● **Exercise materials**
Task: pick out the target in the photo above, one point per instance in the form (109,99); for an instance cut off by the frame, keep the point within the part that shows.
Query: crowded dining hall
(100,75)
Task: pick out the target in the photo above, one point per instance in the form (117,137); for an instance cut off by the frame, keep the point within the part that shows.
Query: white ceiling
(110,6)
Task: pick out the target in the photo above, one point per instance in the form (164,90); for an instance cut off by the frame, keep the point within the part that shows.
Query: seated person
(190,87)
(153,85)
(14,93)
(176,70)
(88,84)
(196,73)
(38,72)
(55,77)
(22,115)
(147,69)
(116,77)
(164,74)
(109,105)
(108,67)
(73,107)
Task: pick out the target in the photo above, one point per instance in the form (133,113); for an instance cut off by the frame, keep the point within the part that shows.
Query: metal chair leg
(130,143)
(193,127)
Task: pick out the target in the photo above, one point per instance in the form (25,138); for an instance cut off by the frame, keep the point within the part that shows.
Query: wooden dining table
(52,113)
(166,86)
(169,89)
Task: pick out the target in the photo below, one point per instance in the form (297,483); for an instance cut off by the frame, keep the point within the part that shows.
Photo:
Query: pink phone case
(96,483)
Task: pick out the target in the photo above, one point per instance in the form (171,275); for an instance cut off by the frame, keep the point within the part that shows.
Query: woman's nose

● **Written task**
Could you give the listing above again, swapping "frame" for "image edge" everywhere it occurs and changing nothing else?

● **Written answer**
Task: pick out the target in the photo above, one point per instance in the form (109,99); for an instance cut off by the image edge, keep the point within the part that shows.
Query: crowded dining hall
(100,75)
Task: pick out the target in the photo above, one point per instance in the form (117,137); for an instance cut off by the image edge, keep the point within the part that shows.
Query: white ceiling
(110,6)
Task: pick out the target in the photo above, one point per instance in the form (164,90); for an instance cut off by the image edge, keep the point within the part that shows.
Query: seated person
(190,87)
(153,85)
(14,93)
(176,70)
(88,84)
(196,73)
(38,72)
(55,77)
(22,115)
(147,69)
(116,77)
(164,74)
(109,105)
(108,67)
(73,107)
Task: pick out the target in the photo above, one point per instance in the form (133,113); for an instance cut off by the image edge, keep the point within the part that shows.
Query: metal chair leg
(130,143)
(193,127)
Task: pick out the target in the photo above, one point per instance in the form (25,138); for an instance cut off by the image edge, keep the point within the part that shows.
Query: wooden dining table
(52,113)
(166,86)
(169,89)
Task: pick out the target in the photo below, one point per instance in the form (297,483); for an instance cut off by the image edge, keep the point within the part that shows.
Photo:
Query: pink phone case
(96,483)
Task: pick out the target in the photo above, one point per instance in the form (171,275); for an instance cut off by the image edge, keep the point within the part that shows.
Query: woman's nose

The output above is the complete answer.